====== Recorded information

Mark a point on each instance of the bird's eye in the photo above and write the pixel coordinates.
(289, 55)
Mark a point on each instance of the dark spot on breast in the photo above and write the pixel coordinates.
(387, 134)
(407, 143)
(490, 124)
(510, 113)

============

What to do ▸ Each line of the material should be repeated exactly as it reads.

Answer section ▸
Mark a point on each instance of the bird's eye in the photo above and write the pixel coordinates.
(289, 55)
Mark a point on each instance of the dark spot on breast in the photo above and write the pixel coordinates.
(387, 134)
(407, 143)
(490, 124)
(510, 113)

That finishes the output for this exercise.